# Stated problem
Render the lines from the start of the listing through the line containing "Query: <item>glass pane</item>" as a numbered list, leaving out any blank lines.

[START Information given]

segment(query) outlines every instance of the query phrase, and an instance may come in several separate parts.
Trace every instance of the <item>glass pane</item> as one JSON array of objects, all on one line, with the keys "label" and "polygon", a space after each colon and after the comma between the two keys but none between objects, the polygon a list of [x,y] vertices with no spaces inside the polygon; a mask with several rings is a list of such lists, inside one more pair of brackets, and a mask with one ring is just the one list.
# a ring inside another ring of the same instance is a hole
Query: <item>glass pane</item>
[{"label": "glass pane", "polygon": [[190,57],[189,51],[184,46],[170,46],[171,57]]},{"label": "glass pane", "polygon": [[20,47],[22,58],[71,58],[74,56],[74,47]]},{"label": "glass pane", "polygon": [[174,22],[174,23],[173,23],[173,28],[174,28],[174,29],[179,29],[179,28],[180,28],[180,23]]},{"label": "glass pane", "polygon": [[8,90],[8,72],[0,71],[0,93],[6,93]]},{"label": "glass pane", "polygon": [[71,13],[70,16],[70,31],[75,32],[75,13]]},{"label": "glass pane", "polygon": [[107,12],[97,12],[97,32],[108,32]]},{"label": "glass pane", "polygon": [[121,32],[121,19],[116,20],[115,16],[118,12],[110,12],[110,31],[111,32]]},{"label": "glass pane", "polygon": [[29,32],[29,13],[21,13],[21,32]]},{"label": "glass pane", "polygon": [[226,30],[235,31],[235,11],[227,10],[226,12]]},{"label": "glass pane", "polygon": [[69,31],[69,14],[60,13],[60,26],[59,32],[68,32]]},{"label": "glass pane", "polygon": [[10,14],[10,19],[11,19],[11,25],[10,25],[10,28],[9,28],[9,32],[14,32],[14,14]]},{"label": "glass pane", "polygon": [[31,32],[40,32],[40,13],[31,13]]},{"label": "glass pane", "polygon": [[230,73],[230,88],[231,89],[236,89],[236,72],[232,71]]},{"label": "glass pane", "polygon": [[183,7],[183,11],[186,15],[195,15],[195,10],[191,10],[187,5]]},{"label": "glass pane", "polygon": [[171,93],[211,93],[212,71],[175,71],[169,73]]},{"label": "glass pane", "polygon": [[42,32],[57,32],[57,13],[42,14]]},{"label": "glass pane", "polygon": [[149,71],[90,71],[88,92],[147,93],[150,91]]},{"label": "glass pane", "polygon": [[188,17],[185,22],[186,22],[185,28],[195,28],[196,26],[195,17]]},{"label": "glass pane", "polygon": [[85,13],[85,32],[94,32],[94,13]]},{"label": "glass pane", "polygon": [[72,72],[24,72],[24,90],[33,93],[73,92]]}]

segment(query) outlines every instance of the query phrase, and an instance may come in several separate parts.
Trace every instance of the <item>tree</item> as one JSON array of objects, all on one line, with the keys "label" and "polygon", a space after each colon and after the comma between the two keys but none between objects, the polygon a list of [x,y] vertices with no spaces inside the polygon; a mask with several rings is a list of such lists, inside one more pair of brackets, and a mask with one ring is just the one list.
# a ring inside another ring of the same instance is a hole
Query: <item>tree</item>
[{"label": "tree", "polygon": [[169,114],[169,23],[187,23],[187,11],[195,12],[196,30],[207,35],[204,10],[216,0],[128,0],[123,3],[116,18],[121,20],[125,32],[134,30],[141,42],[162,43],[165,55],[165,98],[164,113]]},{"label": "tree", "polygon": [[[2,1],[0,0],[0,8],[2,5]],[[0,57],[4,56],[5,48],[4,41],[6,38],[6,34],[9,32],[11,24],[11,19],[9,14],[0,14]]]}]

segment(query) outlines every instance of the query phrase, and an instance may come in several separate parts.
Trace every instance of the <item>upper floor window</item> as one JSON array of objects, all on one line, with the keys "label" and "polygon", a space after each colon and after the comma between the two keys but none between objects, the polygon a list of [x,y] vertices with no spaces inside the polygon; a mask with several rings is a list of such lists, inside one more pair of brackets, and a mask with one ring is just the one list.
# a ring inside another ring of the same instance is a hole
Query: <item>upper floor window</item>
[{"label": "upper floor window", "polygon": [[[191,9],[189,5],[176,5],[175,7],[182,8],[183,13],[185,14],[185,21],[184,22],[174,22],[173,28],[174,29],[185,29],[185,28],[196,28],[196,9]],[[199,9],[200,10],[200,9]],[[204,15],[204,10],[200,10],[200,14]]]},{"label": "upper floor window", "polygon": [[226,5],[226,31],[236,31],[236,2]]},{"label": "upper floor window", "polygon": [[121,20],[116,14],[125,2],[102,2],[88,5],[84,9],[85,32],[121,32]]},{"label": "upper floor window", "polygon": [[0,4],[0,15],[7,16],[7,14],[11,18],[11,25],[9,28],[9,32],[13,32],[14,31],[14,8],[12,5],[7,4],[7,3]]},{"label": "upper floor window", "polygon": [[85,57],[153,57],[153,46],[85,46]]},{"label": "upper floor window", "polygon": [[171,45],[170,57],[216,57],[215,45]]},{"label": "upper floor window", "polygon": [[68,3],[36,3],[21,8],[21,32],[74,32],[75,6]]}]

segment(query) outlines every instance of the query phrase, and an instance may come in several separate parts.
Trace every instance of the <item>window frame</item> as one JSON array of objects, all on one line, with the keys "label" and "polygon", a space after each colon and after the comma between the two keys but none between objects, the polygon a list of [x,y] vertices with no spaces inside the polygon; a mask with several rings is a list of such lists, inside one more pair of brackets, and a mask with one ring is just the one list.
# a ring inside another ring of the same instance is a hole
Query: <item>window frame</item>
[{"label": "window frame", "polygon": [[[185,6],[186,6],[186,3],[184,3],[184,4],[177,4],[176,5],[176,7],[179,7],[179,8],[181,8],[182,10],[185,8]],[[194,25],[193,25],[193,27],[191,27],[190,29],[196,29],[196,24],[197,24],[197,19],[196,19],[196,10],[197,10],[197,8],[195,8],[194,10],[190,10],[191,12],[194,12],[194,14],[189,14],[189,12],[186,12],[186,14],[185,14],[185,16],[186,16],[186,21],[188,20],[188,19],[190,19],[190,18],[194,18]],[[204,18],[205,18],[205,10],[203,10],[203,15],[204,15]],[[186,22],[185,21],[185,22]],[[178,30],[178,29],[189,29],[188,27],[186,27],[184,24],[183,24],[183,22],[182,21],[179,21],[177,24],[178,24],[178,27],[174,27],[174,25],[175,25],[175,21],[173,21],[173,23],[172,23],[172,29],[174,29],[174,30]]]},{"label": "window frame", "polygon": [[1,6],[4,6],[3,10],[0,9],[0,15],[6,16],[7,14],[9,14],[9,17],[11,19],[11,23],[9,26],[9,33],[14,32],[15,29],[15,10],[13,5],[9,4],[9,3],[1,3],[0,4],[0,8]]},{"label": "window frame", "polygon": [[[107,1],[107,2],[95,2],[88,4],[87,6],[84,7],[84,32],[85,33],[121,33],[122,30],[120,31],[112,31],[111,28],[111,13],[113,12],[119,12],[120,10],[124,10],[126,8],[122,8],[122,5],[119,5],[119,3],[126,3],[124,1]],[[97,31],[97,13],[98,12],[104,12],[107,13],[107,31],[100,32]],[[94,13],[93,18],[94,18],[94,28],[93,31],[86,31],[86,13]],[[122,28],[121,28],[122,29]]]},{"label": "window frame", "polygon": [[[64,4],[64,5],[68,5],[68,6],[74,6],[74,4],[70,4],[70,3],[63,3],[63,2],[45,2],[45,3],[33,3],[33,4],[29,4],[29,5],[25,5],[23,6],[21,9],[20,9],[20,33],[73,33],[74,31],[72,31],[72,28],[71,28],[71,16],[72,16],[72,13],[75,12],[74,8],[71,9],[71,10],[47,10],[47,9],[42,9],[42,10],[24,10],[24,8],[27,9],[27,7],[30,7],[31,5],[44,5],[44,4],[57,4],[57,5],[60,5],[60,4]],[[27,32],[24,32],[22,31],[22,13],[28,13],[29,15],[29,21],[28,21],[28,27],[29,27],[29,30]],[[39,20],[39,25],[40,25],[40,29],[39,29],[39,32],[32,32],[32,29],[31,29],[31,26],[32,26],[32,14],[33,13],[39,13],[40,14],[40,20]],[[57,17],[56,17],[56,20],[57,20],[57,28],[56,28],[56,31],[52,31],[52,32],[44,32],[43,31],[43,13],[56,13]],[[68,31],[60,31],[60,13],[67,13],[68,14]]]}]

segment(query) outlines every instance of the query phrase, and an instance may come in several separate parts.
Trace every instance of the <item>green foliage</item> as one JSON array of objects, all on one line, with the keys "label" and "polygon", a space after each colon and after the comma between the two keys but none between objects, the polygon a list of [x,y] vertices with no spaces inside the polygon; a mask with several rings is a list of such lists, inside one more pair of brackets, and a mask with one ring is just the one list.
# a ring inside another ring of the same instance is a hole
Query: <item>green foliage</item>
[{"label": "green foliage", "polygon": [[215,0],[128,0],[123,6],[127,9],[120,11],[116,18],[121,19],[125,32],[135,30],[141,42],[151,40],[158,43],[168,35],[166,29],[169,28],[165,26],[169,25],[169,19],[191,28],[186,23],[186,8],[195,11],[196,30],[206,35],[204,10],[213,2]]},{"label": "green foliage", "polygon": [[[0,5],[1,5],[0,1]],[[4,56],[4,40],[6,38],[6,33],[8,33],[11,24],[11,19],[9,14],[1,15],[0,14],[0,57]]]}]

[END Information given]

# Solution
1. segment(query) outlines every instance of the query phrase, and an instance may come in several separate parts.
2. Trace every instance of the <item>glass pane</item> as one JSON array of objects, all on one line, with the keys "label" and "polygon", a space after each colon and after the comma between the two keys but none between objects, the polygon a list of [x,y] vertices with no spaces inside the polygon; a mask with several rings is a list of such lists, inside one more pair of brackets, and a mask with one ring is just the one list.
3. # a ring inside another ring of the same instance is a hole
4. Query: <item>glass pane</item>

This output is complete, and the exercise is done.